- [Problems to work on]
• A. In the What Now? newsletter text, reproduce word for word the part that opens with the words containing "Welcome to What" and closes with "Enter Substack.".
• B. In the What Now? newsletter text, how long was the psychotherapy journey that Lindsay Johnstone ended last autumn?
• C. Write the next part of the What Now? newsletter text, picking up right after its final sentence.

- [Source document]
Welcome to What Now? with Lindsay Johnstone. I’m a writer, literary critic and workshop facilitator from Glasgow, Scotland. Last autumn, I ended a three-year psychotherapy journey asking myself, ‘What now?’
I vowed that I’d replace those thrice-weekly therapeutic hours with something, but wasn’t then sure quite what.
Enter Substack.
Here, most Sundays, I hold the necessary space for myself and others entering midlife while very much still figuring things out. This week’s letter is free to read, but for access to the archive, our Friday Chat thread, my courses and upcoming podcast excerpting my memoir, I’d be so delighted to welcome you into my Membership.
Hi friends,
I don't know about you but up until recently, I thought I was being open enough about myself and my work on social media. It turns out, though, I wasn’t. There was a filter between the truth and what I was prepared to disclose as the truth.
What I’ve been sharing over the past 10 days, over on my Instagram account, though, has shown me the veil needed lifting if I’m to connect with readers in the way I want. I’ve been holding back for fear that I’d give too much away of my memoir (read: me) before it’s published and because I've probably thought deep down that at a dreamy time in the future I’d be able to ‘afford’ showing my most vulnerable self.

- [Data for review]

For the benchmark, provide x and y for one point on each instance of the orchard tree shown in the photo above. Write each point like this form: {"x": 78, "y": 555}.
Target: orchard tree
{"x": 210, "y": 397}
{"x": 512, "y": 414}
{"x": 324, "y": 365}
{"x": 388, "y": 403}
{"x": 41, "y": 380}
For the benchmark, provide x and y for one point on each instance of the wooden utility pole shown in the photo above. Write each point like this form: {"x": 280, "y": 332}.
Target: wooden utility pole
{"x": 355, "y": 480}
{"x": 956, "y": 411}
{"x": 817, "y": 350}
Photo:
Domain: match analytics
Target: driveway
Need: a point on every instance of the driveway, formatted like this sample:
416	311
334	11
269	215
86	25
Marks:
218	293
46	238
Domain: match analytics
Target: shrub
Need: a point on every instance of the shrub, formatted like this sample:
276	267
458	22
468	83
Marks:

- [Results of the tasks]
• A.
Welcome to What Now? with Lindsay Johnstone. I’m a writer, literary critic and workshop facilitator from Glasgow, Scotland. Last autumn, I ended a three-year psychotherapy journey asking myself, ‘What now?’
I vowed that I’d replace those thrice-weekly therapeutic hours with something, but wasn’t then sure quite what.
Enter Substack.

• B. Three years.

• C.
However, having started to share the catalyst, process and deeply personal experiences that sit behind my memoir, I’ve had properly meaningful conversations with people about the gritty reality of my (and their) experiences of mental illness and caring. It's making me more certain than ever that we’re crying out for it, and that the book I needed to write is one I need to share, too.
The time for honesty is now.
I started leaning into this nearly a fortnight ago on World Mental Health Day when I posted two pictures to my Instagram grid, along with a wordy comment. I’d taken the plunge after Caro Giles who writes
(and with whom I shared a beautiful half hour chatting all things caring and creativity a few months back for my member community) shared a vulnerable post about her experience of living with OCD. I loaded up my browser to write it because I knew I’d never be able to tinker as I’d wish on my phone.Here’s what I posted:
"With regard to your need to talk about your illness, this... can be somewhat off-putting to friends and acquaintances if it is overdone. If you do find that you are driving away your friends in this way, you could start to feel socially inadequate and that might not help your recovery... Try to school yourself not to talk about depression... unless someone else brings it up."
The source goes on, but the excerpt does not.